JOB:
In the forum thread on whiteness below, answer these:
(a) In which country does Orpheus Knutt say there is little evidence of whiteness being turned against white Eastern Europeans?
(b) Which two sublabels does Logy Psycho say seem to be picking up steam again?
(c) At what time was the post by pomenitul made?

TEXT SEGMENT:
START

I agree with you, I'm just saying that the dividing line between race and ethnicity is less obvious than first meets the eye, as whiteness can easily be redefined and redeployed by bigots as needed to further discriminate against 'foreign' elements.

pomenitul, Thursday, 18 July 2019 18:32 (six years ago)

I don't see much evidence of whiteness being redefined and redeployed by bigots against white Eastern Europeans in the UK though. I don't know what's happening in the rest of Western Europe tbf.

Orpheus Knutt (Tom D.), Thursday, 18 July 2019 18:39 (six years ago)

The notion of whiteness is ultimately just another way for an oppressive majority to specify who constitutes 'us' and 'them', and those parameters can (and have) easily shift on a whim, without warning or reason. Or can just as easily be undercut by the application of an arbitrary sublabel ('communist' and 'socialist' seem to be picking up steam again these days).

Logy Psycho (Old Lunch), Thursday, 18 July 2019 18:42 (six years ago)

US and them, pla

phil neville jacket (darraghmac), Thursday, 18 July 2019 18:43 (six years ago)

END

DATASET EXCERPTS:

START

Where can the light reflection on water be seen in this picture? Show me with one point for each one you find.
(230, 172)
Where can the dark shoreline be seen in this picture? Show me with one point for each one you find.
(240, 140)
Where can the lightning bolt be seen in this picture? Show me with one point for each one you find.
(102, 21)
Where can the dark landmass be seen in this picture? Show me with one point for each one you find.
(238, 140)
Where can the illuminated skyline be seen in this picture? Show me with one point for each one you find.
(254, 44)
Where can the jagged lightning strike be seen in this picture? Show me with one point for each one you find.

END
START

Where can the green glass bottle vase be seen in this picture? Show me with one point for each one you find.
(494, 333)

END
START

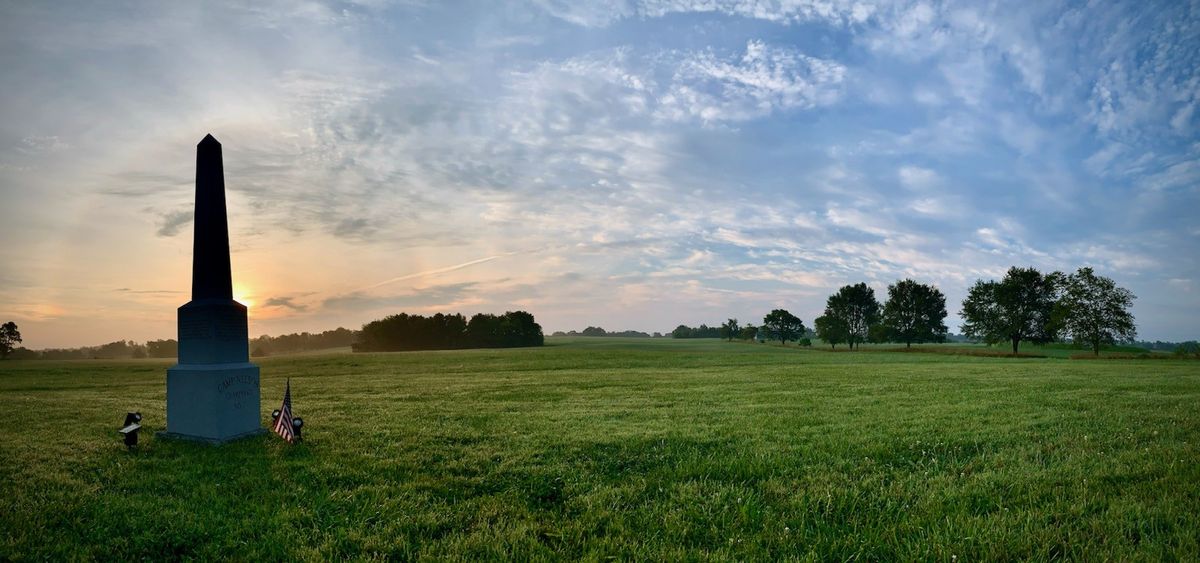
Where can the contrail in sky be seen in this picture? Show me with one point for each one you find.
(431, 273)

END

THE OUTPUT:
(a) The UK
(b) 'Communist' and 'socialist'
(c) 18:32